■ TEXT PASSAGE:
== == ==

Indian social worker found dead

Sajila Saseendran / 7 May 2012

Sixty one-year-old Sugathan, who lived in the UAE for 37 years, was found dead in Fujairah. Hundreds of Indians bid farewell to the prominent social worker on Sunday, six days after his body was discovered.

With the police recording it as a case of suicide, the death of V. Sugathan, who used to be part of an awareness campaign against suicide, came as a blow to the anti-suicide efforts of several Indian community organisations, especially the one he was part of.

Sixty one-year-old Sugathan had lived in the UAE for 37 years, working as an X-ray technician at the Preventive Medicine Department of the Ministry of Health, in Sharjah. He was the secretary of the Sharjah unit of Sevanam, an Indian community association registered with the Indian Consulate in Dubai. Last year, the ministry had honoured him for his professional service while the Indian community honoured his social service.

== == ==

■ BRIEF A: Check each statement against the news report and answer yes or no, quoting the exact words that decide it: (i) Sugathan worked as an X-ray technician in Sharjah; (ii) his body was discovered on Sunday; (iii) Sevanam is registered with the Indian Consulate in Abu Dhabi.
■ BRIEF B: Quote the news report word for word from "Sixty one-year-old Sugathan, who" to "was part of.".
The data that comes after the news report is not needed for this work.

== == ==

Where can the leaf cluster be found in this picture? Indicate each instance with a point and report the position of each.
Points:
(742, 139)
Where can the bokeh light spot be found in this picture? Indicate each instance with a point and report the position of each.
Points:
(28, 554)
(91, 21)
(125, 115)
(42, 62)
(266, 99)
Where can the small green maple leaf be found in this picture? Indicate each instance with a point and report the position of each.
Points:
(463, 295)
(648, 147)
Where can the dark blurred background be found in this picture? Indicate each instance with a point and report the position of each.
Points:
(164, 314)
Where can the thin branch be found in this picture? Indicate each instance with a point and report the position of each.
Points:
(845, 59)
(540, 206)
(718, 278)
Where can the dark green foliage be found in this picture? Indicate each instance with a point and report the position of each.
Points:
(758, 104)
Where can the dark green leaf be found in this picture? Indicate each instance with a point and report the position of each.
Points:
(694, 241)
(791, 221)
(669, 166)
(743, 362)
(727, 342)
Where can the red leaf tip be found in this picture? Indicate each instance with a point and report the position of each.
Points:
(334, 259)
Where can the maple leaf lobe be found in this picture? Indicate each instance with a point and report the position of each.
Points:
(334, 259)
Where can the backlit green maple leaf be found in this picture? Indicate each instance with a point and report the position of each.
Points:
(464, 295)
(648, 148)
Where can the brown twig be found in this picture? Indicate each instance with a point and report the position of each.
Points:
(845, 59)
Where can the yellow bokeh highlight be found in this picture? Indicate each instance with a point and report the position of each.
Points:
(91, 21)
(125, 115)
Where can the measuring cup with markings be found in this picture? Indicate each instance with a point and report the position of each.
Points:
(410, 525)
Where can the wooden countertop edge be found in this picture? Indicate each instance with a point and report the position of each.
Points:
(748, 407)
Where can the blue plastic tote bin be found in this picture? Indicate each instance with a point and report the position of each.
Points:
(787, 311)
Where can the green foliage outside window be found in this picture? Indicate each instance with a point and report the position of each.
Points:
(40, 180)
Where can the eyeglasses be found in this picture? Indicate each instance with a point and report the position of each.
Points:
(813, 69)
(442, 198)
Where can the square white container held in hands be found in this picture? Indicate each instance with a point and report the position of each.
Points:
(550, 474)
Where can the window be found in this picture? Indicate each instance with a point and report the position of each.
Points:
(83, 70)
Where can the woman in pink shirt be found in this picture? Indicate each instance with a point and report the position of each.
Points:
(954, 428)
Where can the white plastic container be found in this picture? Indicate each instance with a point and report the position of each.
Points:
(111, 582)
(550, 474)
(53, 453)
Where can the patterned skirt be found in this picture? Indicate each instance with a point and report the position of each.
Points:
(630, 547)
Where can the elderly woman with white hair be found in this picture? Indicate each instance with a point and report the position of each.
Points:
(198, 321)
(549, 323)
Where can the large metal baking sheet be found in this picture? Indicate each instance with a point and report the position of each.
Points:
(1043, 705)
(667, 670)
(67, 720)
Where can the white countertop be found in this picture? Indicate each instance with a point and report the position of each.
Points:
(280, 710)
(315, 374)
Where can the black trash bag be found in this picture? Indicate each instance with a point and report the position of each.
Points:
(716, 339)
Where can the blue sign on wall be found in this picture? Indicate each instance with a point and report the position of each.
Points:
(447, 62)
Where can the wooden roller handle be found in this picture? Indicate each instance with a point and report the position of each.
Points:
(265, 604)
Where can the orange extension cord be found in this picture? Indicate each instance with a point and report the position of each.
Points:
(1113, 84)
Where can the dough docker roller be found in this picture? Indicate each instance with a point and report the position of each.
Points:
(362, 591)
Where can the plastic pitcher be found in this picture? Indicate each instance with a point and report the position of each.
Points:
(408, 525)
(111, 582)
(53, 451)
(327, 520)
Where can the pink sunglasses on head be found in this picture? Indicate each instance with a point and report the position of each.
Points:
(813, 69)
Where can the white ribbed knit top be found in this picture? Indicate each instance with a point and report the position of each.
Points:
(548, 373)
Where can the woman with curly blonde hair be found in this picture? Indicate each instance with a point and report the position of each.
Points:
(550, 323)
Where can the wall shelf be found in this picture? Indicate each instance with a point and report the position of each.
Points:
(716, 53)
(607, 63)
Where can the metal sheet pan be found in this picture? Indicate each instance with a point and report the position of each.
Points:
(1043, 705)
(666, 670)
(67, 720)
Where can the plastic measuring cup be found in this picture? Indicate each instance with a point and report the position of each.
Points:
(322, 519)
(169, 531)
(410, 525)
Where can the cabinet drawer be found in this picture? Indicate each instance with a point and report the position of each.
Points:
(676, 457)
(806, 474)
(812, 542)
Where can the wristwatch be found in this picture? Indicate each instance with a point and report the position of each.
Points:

== == ==

■ EXERCISE OUTPUT A:
(i) Yes: "working as an X-ray technician at the Preventive Medicine Department of the Ministry of Health, in Sharjah"
(ii) No: "Hundreds of Indians bid farewell to the prominent social worker on Sunday, six days after his body was discovered."
(iii) No: "registered with the Indian Consulate in Dubai"

■ EXERCISE OUTPUT B:
Sixty one-year-old Sugathan, who lived in the UAE for 37 years, was found dead in Fujairah. Hundreds of Indians bid farewell to the prominent social worker on Sunday, six days after his body was discovered.

With the police recording it as a case of suicide, the death of V. Sugathan, who used to be part of an awareness campaign against suicide, came as a blow to the anti-suicide efforts of several Indian community organisations, especially the one he was part of.